[Collection entries]
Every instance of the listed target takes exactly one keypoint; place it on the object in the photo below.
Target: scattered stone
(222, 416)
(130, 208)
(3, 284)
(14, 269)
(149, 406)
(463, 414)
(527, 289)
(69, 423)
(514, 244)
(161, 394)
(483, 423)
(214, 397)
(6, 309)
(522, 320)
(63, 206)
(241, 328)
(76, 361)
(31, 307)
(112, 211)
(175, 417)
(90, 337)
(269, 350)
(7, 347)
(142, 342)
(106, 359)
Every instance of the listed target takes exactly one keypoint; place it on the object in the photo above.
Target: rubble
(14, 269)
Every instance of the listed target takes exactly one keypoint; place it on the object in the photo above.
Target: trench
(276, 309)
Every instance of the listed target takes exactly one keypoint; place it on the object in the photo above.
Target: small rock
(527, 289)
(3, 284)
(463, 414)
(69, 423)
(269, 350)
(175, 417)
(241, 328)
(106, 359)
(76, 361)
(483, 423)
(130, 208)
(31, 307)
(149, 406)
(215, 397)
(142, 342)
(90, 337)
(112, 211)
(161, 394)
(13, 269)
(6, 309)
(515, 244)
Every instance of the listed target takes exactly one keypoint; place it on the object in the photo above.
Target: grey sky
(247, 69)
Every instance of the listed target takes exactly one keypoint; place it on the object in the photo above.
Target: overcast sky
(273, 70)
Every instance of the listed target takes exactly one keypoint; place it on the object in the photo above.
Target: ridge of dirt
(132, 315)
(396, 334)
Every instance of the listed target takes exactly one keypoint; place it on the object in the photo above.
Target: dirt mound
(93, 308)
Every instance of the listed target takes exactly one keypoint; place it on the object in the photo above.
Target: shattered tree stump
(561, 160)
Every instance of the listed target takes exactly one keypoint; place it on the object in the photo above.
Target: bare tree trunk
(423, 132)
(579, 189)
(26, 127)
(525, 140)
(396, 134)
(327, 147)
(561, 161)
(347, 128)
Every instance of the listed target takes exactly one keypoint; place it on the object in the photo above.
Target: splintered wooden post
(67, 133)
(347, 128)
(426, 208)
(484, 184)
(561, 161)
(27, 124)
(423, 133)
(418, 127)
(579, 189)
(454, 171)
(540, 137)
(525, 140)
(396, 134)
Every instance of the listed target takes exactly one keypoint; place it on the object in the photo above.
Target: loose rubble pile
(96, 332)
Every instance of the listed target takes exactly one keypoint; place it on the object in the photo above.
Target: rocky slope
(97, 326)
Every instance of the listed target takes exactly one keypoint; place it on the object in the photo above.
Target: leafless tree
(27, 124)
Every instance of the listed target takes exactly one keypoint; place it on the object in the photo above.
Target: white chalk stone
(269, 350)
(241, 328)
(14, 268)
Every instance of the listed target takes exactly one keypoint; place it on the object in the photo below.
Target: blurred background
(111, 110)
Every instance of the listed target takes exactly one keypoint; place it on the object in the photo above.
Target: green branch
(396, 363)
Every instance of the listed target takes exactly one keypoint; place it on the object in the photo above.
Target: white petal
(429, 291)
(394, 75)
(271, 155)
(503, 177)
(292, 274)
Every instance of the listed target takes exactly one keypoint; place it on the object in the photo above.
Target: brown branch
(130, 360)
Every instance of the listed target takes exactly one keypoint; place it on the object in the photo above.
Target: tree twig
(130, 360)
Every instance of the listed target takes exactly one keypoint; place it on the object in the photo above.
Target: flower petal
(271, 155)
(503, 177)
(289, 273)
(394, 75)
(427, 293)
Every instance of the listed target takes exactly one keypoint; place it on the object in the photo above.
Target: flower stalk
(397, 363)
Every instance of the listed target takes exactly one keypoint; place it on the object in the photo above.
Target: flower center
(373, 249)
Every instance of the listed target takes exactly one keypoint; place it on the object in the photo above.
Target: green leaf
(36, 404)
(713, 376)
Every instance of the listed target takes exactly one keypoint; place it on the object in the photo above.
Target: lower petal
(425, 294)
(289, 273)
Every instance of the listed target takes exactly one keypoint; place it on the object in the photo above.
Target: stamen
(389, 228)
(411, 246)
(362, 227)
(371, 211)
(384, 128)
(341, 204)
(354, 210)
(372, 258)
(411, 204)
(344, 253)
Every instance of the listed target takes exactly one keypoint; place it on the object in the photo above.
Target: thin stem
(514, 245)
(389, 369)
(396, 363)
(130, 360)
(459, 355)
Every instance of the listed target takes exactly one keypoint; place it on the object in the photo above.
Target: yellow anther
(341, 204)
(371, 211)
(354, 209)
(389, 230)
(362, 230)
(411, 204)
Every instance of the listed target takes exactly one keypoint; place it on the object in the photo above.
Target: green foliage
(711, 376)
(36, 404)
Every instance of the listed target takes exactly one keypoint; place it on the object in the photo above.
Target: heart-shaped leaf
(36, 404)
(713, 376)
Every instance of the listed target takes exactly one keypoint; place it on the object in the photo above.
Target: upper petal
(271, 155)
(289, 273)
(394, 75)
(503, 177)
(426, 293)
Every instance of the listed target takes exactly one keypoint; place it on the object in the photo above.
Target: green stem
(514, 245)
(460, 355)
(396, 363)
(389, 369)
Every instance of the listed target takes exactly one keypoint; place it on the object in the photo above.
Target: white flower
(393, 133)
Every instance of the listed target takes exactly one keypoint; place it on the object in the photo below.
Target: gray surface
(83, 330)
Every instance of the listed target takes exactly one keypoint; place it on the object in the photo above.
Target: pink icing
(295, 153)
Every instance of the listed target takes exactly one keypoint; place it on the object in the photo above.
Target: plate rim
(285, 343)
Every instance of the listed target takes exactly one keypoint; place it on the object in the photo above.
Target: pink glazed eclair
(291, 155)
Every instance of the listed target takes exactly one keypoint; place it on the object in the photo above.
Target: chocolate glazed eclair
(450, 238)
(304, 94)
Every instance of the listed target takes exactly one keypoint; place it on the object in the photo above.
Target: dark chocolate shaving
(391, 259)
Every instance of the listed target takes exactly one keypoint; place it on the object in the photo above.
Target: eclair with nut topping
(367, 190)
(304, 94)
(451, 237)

Set task: Exactly as shown, repeat every record.

Output of the exercise:
Every instance of the listed target takes exactly one keypoint; place it on the object in the photo below.
Target: scattered stone
(222, 416)
(130, 208)
(3, 284)
(14, 269)
(149, 406)
(463, 414)
(527, 289)
(69, 423)
(514, 244)
(161, 394)
(483, 423)
(214, 397)
(6, 309)
(522, 320)
(63, 206)
(241, 328)
(76, 361)
(31, 307)
(112, 211)
(175, 417)
(90, 337)
(269, 350)
(7, 347)
(142, 342)
(106, 359)
Every instance of the listed target takes exactly one keypoint; place it on the object in the photo above.
Target: rubble
(14, 269)
Every instance of the listed target takes exactly one keypoint; place it on the object in the photo above.
Target: trench
(276, 309)
Every instance of the listed target takes exactly one keypoint; place it on the object in the photo above.
Target: small rock
(527, 289)
(3, 284)
(463, 414)
(69, 423)
(269, 350)
(175, 417)
(241, 328)
(106, 359)
(76, 361)
(483, 423)
(130, 208)
(31, 307)
(149, 406)
(215, 397)
(142, 342)
(90, 337)
(112, 211)
(161, 394)
(13, 269)
(6, 309)
(515, 244)
Every instance of the listed target takes exactly one keypoint; place it on the object in the photo above.
Target: grey sky
(247, 69)
Every instance of the listed target takes exactly one keypoint; place it on the object in the photo above.
Target: overcast sky
(273, 70)
Every instance of the listed target takes exactly one keypoint; place it on the object in the photo above.
Target: ridge of dirt
(132, 315)
(396, 334)
Every instance of the listed target takes exactly one keypoint; place it on the object in the photo above.
Target: dirt mound
(93, 308)
Every instance of the listed target takes exactly one keypoint; place it on the object in the photo above.
Target: shattered tree stump
(561, 160)
Every instance of the listed target takes exactly one keypoint; place it on the object in the photo above.
Target: bare tree trunk
(423, 132)
(579, 189)
(26, 127)
(525, 140)
(396, 134)
(327, 147)
(561, 161)
(347, 128)
Every instance of the listed target takes exactly one keypoint; place it on the object in the photo above.
Target: splintered wooden post
(67, 133)
(347, 128)
(426, 208)
(484, 184)
(561, 161)
(27, 124)
(423, 133)
(418, 127)
(579, 189)
(454, 171)
(540, 137)
(525, 140)
(396, 134)
Every instance of the listed target takes exactly one keypoint; place it on the object in the photo above.
Target: loose rubble pile
(96, 332)
Every instance of the listed target takes exactly one keypoint; place it on the object in the photo above.
Target: rocky slope
(97, 326)
Every instance of the listed target takes exactly one keypoint; place it on the object in the photo above.
Target: leafless tree
(27, 124)
Every instance of the listed target takes exactly one keypoint; place it on the object in the photo above.
Target: white chalk stone
(269, 350)
(241, 328)
(14, 268)
Every instance of the listed target takes exactly one keypoint; place it on the object in the photo below.
Target: blurred background
(111, 110)
Every instance of the listed target takes exactly one keypoint; place it on the object in the photo above.
Target: green branch
(396, 363)
Every instance of the listed target takes exactly one keypoint; place it on the object in the photo above.
Target: white petal
(429, 291)
(394, 75)
(271, 155)
(503, 177)
(292, 274)
Every instance of the listed target takes exactly one keypoint; place it on the object in the photo above.
Target: brown branch
(130, 360)
Every instance of the listed target takes exactly one keypoint; place it on the object in the photo above.
Target: tree twig
(130, 360)
Every instance of the listed target takes exactly one keypoint; place it on the object in the photo above.
Target: flower petal
(271, 155)
(503, 177)
(289, 273)
(394, 75)
(427, 293)
Every instance of the listed target takes exactly one keypoint; place it on the object in the photo above.
Target: flower stalk
(397, 363)
Every instance of the listed target takes exactly one keypoint; place it on the object in the photo above.
Target: flower center
(373, 249)
Every instance of the listed target takes exactly one keypoint; place it on the object in the photo above.
Target: green leaf
(36, 404)
(713, 376)
Every instance of the listed target takes exactly one keypoint; place it on the object in the photo above.
Target: lower petal
(425, 294)
(289, 273)
Every instance of the listed target takes exactly one keypoint; place it on the object in the photo above.
Target: stamen
(389, 228)
(411, 246)
(362, 227)
(371, 211)
(384, 128)
(341, 204)
(354, 210)
(372, 258)
(411, 204)
(344, 253)
Every instance of the listed target takes exactly one keypoint; place it on the object in the photo above.
Target: thin stem
(514, 245)
(389, 369)
(396, 363)
(130, 360)
(459, 355)
Every instance of the listed target takes exactly one keypoint; place it on the object in the photo above.
Target: yellow anther
(341, 204)
(371, 211)
(354, 209)
(389, 230)
(362, 230)
(411, 204)
Every instance of the listed target takes exactly one keypoint; place it on the object in the photo above.
Target: green foliage
(711, 376)
(36, 404)
Every instance of the listed target takes exactly one keypoint; place it on the object in the photo above.
Target: heart-shaped leaf
(36, 404)
(713, 376)
Every instance of the listed target takes exactly one keypoint; place it on the object in the photo above.
Target: upper petal
(271, 155)
(289, 273)
(394, 75)
(503, 177)
(426, 293)
Every instance of the listed target takes exactly one keypoint; place it on the object in the photo above.
Target: green stem
(514, 245)
(460, 355)
(396, 363)
(389, 369)
Every instance of the listed target takes exactly one keypoint; place it on the object in the photo above.
Target: white flower
(393, 133)
Every instance of the listed target takes exactly one keypoint; place it on the object in the photo below.
Target: gray surface
(83, 330)
Every instance of the listed target takes exactly one keypoint; place it on the object in the photo above.
Target: pink icing
(295, 153)
Every instance of the listed target takes exactly one keypoint; place it on the object in the photo above.
Target: plate rim
(285, 343)
Every instance of the listed target takes exactly one keypoint; place it on the object in the photo above.
Target: pink glazed eclair
(291, 155)
Every instance of the listed target takes exactly one keypoint; place it on the object in the photo above.
Target: chocolate glazed eclair
(450, 238)
(304, 94)
Every instance of the listed target takes exactly one keypoint; place it on the object in the photo above.
Target: dark chocolate shaving
(391, 259)
Every instance of the listed target takes exactly one keypoint; place it on the object in the photo above.
Target: eclair with nut topping
(367, 190)
(304, 94)
(451, 237)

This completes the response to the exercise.